═══ DATASET CONTENT

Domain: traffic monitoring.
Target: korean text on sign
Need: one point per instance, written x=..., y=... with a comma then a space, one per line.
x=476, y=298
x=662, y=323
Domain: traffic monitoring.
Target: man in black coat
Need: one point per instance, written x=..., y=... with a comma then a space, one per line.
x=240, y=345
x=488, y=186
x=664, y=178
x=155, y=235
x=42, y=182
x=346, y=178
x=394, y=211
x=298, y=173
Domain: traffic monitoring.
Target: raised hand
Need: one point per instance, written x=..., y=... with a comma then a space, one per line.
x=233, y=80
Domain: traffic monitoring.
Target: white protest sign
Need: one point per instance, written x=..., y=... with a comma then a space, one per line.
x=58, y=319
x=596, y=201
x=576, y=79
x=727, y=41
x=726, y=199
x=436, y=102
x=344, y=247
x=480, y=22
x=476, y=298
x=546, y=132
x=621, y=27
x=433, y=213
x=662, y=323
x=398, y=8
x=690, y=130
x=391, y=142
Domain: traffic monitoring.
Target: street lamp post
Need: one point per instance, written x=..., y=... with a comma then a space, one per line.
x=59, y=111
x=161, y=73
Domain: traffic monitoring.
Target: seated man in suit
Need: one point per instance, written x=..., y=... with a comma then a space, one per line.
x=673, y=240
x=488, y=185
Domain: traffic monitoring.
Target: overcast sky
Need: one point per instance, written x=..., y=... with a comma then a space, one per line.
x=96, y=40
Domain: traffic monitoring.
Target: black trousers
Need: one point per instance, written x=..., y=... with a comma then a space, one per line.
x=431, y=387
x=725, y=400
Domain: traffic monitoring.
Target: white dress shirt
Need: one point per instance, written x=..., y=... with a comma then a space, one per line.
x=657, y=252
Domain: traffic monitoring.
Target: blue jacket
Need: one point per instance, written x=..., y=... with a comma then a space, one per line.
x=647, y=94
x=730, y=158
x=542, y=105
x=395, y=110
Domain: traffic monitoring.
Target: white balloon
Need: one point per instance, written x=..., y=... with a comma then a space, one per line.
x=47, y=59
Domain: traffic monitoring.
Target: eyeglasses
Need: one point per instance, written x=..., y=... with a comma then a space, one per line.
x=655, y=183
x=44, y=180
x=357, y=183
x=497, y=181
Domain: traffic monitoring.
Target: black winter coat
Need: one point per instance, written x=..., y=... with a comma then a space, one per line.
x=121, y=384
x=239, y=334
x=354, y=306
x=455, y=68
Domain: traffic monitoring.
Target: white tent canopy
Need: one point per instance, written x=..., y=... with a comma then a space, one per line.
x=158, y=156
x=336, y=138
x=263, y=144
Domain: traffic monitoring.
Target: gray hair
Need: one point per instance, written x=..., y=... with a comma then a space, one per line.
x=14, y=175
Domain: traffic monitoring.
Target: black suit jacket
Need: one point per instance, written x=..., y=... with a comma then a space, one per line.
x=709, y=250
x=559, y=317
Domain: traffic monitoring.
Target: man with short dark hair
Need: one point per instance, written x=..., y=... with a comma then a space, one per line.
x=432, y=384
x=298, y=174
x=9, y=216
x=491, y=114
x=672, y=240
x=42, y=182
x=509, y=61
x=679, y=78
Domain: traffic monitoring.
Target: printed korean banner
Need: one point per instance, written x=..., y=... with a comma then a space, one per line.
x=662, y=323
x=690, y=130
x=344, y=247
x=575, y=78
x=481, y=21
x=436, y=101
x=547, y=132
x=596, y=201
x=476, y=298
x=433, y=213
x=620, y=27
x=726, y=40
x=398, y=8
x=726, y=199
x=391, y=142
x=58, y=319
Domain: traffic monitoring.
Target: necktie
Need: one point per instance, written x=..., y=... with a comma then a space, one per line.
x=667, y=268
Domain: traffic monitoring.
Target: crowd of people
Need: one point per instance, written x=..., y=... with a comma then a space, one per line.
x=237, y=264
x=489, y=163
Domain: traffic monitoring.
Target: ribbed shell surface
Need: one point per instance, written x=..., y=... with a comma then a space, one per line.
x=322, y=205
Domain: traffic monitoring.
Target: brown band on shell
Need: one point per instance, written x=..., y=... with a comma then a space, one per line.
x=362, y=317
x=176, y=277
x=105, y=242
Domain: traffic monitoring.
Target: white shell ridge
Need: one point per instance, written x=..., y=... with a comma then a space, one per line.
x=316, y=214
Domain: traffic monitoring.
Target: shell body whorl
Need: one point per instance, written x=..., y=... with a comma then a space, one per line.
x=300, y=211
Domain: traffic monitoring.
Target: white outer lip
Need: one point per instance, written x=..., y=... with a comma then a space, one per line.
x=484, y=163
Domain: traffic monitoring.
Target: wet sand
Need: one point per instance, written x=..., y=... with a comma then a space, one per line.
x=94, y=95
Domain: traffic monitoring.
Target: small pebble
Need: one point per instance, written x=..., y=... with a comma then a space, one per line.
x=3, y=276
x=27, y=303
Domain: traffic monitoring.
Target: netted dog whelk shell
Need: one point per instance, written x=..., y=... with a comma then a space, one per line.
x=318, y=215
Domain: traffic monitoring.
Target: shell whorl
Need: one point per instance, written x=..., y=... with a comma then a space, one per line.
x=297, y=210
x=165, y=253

══════

__WHAT YOU WILL DO__
Examine the records and pull out every line where the string "shell" occurs.

__ANSWER SPACE__
Target: ribbed shell surface
Target: brown band on shell
Target: white shell ridge
Target: shell body whorl
Target: netted dog whelk shell
Target: shell whorl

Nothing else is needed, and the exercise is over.